▼
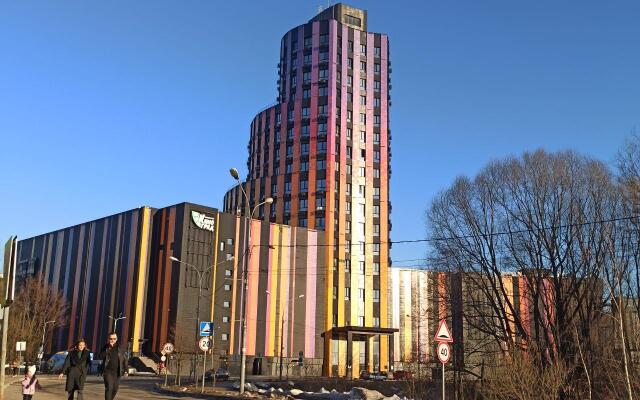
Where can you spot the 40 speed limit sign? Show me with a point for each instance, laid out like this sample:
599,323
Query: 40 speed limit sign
444,352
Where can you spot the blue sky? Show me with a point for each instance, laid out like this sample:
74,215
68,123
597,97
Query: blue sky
110,105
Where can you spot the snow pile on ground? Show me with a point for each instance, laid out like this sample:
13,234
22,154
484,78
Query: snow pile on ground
356,393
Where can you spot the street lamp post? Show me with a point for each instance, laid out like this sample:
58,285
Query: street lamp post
282,331
201,274
44,331
115,321
247,254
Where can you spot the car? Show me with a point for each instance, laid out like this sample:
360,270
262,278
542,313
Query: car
56,362
378,376
402,375
373,376
221,374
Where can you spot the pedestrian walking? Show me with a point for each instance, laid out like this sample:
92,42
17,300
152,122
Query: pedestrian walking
76,367
113,366
15,366
29,383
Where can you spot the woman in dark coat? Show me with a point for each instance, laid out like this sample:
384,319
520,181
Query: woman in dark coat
76,367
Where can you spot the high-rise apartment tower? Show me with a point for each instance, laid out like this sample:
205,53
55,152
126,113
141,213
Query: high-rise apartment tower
323,153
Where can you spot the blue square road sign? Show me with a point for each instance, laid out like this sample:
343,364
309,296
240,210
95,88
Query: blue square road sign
206,328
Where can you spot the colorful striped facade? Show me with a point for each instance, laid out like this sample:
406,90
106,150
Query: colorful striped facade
121,265
322,153
421,298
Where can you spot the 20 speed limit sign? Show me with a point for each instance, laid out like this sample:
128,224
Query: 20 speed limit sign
444,352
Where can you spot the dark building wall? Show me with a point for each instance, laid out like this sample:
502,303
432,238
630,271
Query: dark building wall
174,286
99,267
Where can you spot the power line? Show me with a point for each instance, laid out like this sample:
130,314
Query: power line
455,237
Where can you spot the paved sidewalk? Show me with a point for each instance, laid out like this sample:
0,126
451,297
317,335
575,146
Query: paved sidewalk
53,389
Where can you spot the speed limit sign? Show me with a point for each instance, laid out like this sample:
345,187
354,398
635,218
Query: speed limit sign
205,344
444,352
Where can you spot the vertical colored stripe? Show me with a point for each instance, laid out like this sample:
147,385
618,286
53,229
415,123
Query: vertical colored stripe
215,268
142,278
310,296
253,287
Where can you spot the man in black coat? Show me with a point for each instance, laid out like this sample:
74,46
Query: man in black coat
76,367
113,366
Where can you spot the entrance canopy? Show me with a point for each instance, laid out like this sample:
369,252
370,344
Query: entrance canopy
359,333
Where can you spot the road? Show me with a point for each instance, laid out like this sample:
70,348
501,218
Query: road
53,388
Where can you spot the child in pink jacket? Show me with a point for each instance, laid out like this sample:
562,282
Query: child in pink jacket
29,383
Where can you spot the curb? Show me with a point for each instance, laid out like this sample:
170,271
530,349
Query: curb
160,389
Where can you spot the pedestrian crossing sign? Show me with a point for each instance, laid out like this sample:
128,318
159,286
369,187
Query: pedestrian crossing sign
206,328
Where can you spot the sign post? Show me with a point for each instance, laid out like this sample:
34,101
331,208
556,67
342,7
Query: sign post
205,345
166,349
443,337
6,298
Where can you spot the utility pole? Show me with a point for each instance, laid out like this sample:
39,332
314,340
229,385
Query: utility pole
281,347
247,254
201,274
9,283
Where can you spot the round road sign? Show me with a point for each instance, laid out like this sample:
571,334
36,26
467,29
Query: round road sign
167,348
205,344
444,352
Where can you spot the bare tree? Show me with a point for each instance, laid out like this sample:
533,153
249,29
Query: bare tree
530,236
34,305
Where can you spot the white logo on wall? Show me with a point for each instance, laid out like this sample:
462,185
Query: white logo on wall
202,221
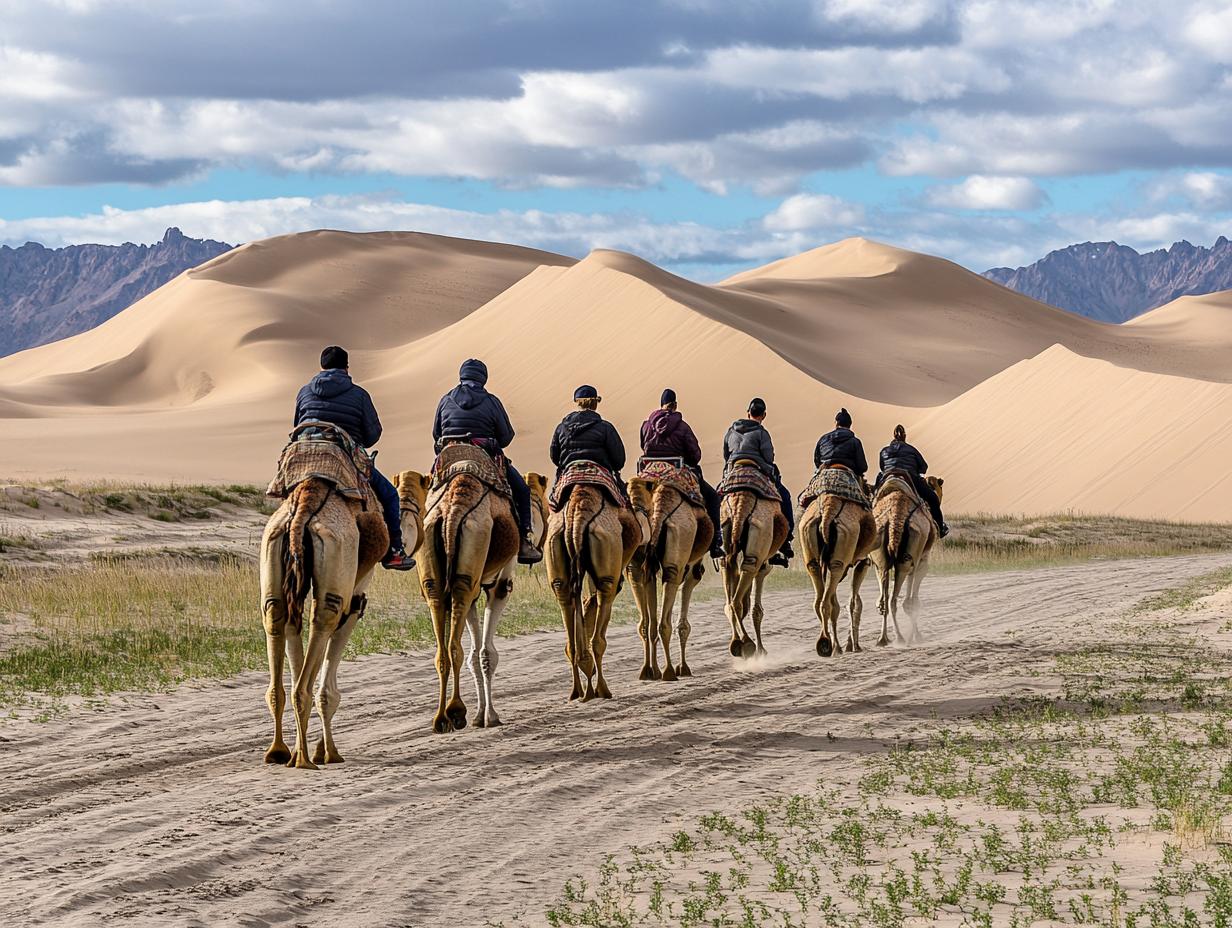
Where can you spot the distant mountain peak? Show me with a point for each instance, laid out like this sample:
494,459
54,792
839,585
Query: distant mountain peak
1114,282
49,293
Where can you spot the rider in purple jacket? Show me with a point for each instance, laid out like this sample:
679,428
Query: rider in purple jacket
667,434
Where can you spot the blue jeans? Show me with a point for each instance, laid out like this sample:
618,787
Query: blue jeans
388,496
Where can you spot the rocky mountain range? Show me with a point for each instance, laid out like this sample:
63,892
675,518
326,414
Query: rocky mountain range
51,293
1113,282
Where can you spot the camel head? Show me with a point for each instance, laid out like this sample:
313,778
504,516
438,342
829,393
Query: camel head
537,482
412,496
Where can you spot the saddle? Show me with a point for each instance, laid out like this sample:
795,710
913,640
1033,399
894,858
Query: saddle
585,473
747,476
672,472
322,450
834,481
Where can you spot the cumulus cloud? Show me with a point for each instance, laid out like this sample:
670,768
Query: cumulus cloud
986,192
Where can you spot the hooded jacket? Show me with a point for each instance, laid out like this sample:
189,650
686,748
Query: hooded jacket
471,409
333,397
667,434
747,439
840,446
585,435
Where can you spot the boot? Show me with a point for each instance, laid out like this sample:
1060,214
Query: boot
398,560
529,553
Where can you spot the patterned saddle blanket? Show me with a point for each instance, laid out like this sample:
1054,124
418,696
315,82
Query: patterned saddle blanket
835,482
327,452
673,475
748,477
585,473
465,459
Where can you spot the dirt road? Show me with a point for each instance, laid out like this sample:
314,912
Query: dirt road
160,812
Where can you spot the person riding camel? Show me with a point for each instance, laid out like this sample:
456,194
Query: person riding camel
901,456
333,397
665,434
748,440
840,446
585,435
470,412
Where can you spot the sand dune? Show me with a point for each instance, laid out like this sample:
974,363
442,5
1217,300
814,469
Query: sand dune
197,380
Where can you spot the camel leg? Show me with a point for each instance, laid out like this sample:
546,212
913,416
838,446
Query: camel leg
488,656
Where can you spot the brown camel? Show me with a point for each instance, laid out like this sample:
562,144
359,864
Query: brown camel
906,534
679,539
589,545
837,535
324,541
471,536
757,528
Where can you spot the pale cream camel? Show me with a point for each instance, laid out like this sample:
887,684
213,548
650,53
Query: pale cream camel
906,534
754,529
322,541
680,536
471,535
837,536
589,545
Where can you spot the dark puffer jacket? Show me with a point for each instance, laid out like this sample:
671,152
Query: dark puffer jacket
473,411
667,434
840,446
748,439
585,435
333,397
901,456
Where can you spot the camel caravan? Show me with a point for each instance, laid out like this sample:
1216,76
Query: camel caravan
473,518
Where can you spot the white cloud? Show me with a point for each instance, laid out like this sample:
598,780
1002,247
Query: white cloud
988,192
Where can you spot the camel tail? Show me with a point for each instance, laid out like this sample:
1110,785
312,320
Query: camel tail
307,499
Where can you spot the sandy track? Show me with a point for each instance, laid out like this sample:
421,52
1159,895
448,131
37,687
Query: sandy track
160,812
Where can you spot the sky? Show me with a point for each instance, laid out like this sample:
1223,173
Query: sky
704,136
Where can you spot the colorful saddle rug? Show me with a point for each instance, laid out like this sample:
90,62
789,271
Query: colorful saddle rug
672,475
585,473
748,477
463,459
327,452
834,482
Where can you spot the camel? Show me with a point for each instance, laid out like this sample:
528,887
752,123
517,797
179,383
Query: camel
679,539
906,535
837,535
323,540
473,546
754,529
589,545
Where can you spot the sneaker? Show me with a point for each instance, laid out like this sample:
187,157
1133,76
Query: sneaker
398,560
529,553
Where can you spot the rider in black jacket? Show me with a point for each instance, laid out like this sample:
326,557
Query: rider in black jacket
333,397
470,411
901,456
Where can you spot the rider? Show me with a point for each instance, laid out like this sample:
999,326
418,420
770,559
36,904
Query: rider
585,435
901,456
333,397
665,434
840,446
471,412
748,440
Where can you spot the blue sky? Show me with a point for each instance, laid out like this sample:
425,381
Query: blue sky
704,136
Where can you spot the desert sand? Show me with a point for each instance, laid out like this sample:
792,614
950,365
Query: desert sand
1020,406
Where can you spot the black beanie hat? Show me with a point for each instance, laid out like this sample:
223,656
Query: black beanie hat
334,359
473,370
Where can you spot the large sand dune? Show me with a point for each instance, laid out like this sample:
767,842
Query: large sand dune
197,380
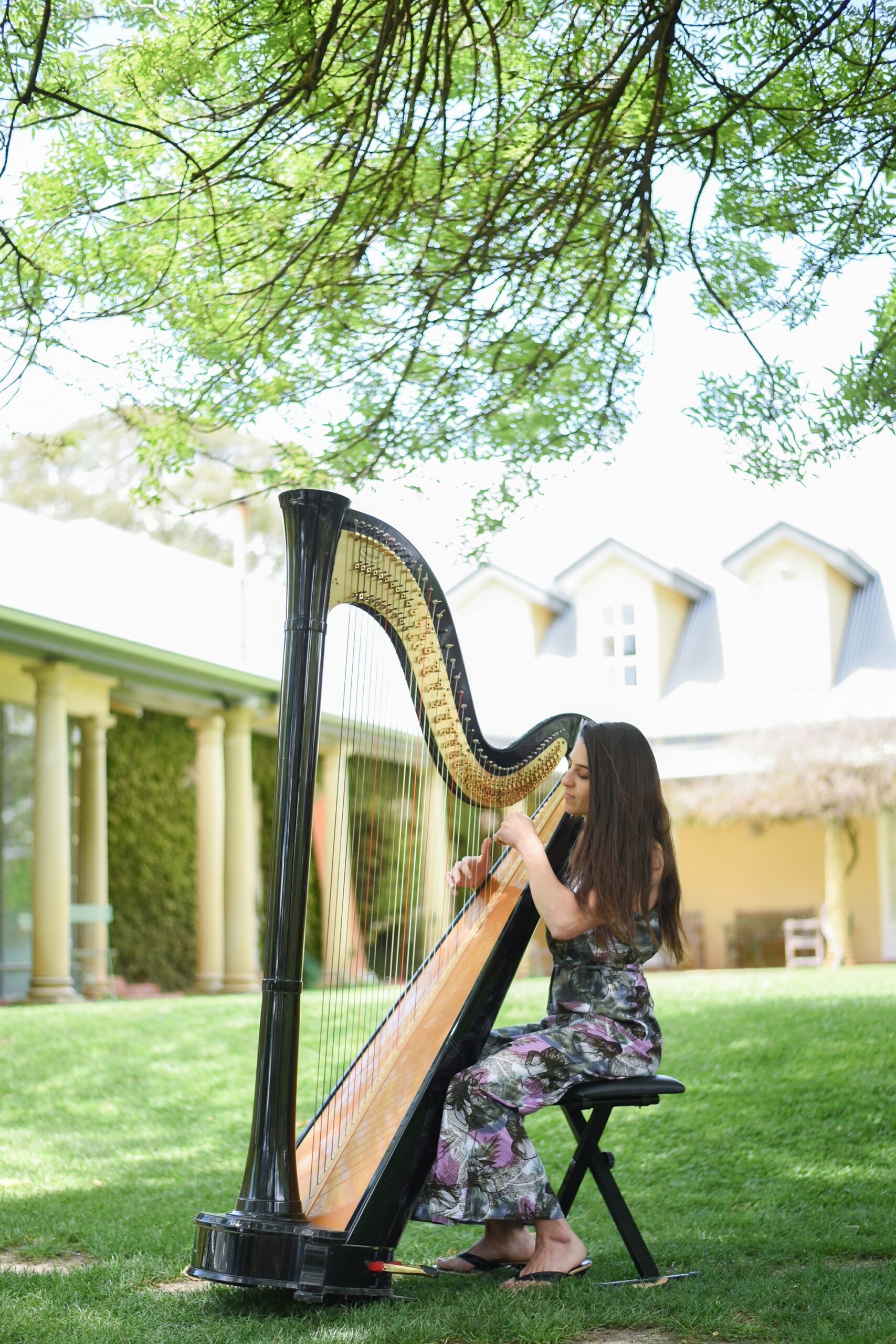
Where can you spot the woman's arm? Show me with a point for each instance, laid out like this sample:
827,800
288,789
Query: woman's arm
556,905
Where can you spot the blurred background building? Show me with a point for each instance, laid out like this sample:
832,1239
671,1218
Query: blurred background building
139,716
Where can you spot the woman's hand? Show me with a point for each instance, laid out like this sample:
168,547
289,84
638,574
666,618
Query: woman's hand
518,831
473,870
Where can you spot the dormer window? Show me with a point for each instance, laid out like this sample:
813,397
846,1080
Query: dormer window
618,649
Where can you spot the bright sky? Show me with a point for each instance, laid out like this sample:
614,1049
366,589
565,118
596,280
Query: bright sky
669,492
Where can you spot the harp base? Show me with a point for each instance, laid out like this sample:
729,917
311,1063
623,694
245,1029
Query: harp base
277,1253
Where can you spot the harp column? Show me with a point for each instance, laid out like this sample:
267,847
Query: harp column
241,921
438,902
312,521
51,867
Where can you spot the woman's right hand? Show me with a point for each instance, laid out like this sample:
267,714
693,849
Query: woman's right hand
472,872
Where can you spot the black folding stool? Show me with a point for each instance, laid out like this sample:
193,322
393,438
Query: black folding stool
601,1098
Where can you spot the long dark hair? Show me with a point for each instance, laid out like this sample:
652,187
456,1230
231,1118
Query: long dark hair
613,858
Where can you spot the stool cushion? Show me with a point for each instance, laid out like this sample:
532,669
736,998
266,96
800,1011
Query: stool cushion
616,1090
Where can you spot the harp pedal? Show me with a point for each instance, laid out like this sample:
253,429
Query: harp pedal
398,1268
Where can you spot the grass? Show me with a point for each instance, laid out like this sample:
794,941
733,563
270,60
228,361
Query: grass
773,1177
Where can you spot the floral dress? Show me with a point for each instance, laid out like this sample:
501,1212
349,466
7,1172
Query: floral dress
599,1025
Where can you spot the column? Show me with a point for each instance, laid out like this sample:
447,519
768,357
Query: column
339,920
438,902
835,916
210,854
241,920
51,866
93,853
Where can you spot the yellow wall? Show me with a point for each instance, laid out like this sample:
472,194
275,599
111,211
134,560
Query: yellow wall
87,692
731,870
863,893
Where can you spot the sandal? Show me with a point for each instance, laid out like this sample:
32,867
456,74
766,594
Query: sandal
480,1264
553,1276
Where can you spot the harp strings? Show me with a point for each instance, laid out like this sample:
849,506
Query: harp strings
394,830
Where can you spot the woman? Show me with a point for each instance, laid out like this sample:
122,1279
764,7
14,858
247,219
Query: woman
618,902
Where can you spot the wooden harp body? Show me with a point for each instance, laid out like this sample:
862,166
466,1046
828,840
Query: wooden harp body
312,1214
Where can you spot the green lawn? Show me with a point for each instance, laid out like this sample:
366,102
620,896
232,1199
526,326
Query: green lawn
773,1177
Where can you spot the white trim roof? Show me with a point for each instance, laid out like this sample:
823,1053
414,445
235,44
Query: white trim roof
846,562
613,550
475,584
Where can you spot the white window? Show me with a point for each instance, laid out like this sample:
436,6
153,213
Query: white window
618,649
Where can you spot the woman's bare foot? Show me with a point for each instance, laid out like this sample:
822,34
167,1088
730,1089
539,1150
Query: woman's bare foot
556,1247
504,1242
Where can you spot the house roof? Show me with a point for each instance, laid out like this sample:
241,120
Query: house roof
846,562
613,550
475,582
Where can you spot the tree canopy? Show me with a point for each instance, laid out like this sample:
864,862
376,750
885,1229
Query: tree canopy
434,224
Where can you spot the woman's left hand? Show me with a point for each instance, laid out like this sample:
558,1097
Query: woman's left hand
518,830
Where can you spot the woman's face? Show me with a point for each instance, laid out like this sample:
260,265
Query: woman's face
577,783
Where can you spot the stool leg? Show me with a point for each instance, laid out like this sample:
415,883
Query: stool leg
589,1153
589,1136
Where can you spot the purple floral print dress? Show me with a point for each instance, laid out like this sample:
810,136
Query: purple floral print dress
599,1025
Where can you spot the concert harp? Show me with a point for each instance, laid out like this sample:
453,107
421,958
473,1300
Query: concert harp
414,991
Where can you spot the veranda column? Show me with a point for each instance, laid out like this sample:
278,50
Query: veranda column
93,851
438,902
210,853
527,963
339,921
51,866
241,920
836,922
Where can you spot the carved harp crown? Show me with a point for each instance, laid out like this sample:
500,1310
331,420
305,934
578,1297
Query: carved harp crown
313,1213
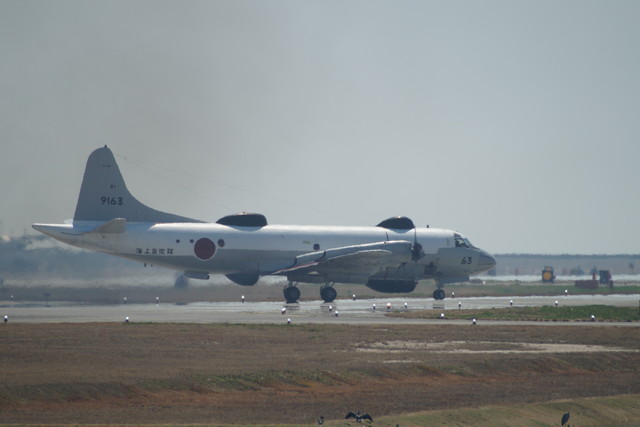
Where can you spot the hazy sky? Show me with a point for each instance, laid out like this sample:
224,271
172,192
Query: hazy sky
516,123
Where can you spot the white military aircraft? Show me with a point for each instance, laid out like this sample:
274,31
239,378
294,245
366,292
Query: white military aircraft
390,257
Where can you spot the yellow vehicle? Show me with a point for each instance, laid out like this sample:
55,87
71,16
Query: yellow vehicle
547,275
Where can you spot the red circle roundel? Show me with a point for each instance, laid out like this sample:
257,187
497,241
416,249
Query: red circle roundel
204,248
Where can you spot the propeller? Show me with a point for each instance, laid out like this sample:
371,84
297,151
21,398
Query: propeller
416,248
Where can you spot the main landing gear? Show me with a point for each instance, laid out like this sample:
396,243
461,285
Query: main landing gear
328,293
292,293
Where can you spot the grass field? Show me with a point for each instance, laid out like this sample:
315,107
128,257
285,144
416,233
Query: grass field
217,374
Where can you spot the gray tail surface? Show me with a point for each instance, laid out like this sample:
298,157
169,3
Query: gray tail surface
104,195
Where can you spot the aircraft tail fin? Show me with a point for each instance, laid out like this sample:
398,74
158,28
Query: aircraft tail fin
104,195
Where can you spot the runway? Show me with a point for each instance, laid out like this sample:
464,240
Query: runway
342,311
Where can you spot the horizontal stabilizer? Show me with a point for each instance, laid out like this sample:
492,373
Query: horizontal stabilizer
115,226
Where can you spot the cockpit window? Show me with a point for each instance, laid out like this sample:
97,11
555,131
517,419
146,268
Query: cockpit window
462,242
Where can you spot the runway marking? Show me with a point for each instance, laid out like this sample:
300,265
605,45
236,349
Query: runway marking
485,347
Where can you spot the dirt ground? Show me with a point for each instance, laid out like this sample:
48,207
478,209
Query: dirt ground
268,374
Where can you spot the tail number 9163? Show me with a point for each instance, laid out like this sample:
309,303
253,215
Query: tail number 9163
105,200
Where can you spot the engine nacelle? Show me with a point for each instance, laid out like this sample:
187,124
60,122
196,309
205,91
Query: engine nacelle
244,279
391,286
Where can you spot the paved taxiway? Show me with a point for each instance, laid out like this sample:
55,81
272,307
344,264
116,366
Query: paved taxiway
343,311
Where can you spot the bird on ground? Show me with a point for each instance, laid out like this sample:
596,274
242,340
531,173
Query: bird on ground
358,416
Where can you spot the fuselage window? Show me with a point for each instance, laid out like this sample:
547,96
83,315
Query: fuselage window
461,242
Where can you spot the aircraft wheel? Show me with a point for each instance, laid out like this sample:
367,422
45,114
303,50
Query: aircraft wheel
291,294
328,294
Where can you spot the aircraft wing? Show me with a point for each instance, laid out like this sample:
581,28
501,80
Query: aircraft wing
364,259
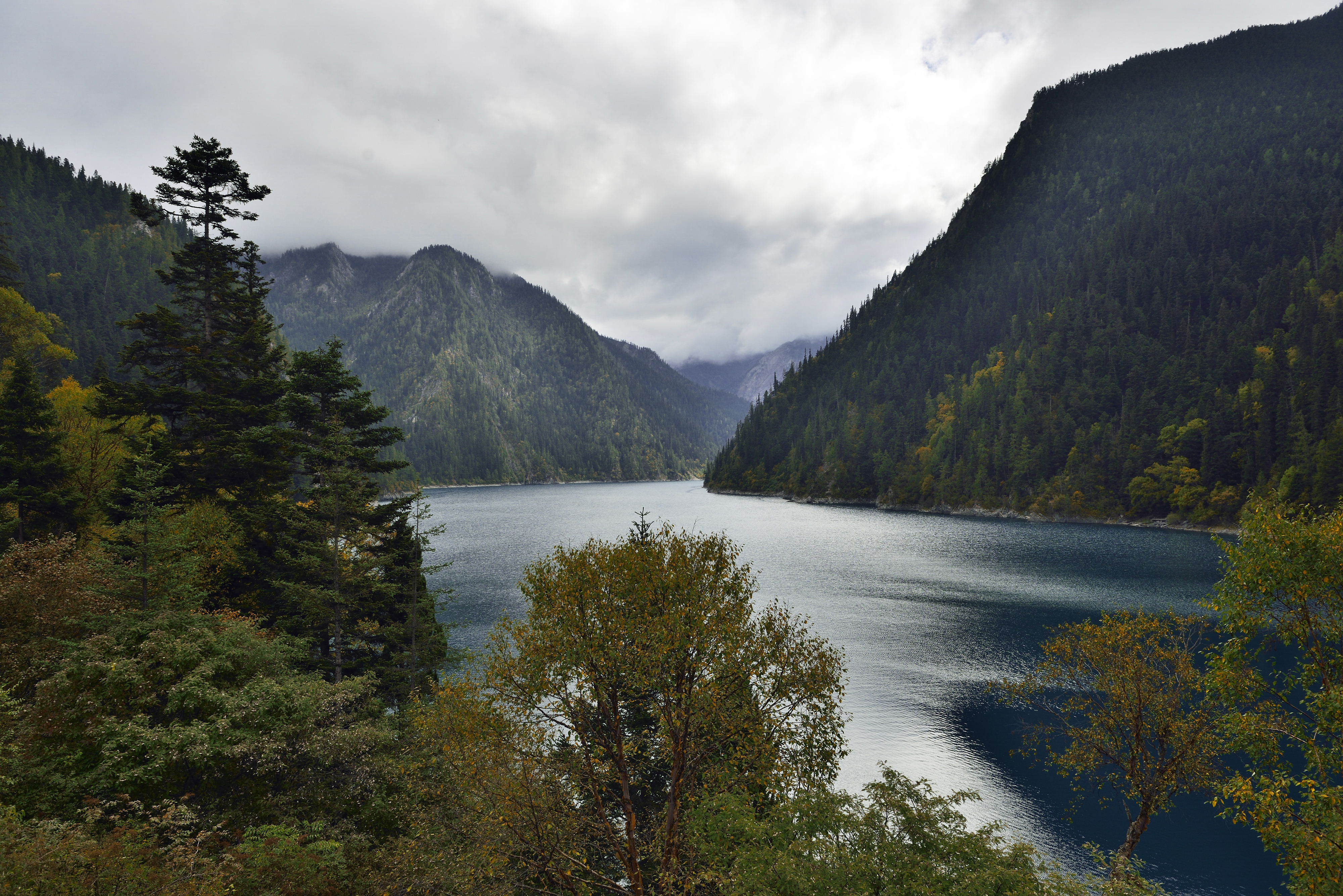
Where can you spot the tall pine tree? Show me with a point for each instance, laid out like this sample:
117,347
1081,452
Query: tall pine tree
▲
**WHAT TO DO**: Write out, please, the lines of the listing above from the one with "Where can you spot the engine" through the very last, exactly as given and with no pictures.

**EXERCISE OUTPUT**:
Where can you spot the engine nacelle? Show me with a point for each instance, laid out like this sample:
187,124
60,122
196,309
205,91
Query: engine nacelle
244,279
391,286
Where can you spot the paved taxiway? Show me with a point for each instance, laid out like this sample:
55,81
272,307
344,264
116,366
Query: paved taxiway
343,311
Where can you spot the bird on ground? Show me with a point for each instance, laid out like this sample:
596,274
242,340
531,173
Query: bird on ground
358,416
Where can you spot the fuselage window? Show me with a point for each instance, laid out like this sample:
547,96
83,315
Query: fuselage window
461,242
Where can you spot the aircraft wheel? Show me with a point for each instance, laid out like this sample:
367,422
45,114
303,50
Query: aircraft wheel
291,294
328,294
Where can you spot the aircraft wing? Show me with a point for each instance, laid out like this sample:
581,28
501,80
Query: aircraft wing
364,259
Where can you spot the tall pine tree? Show me with a point for each instance, laid out like this sample:
117,347
1081,452
Query: tall pine tree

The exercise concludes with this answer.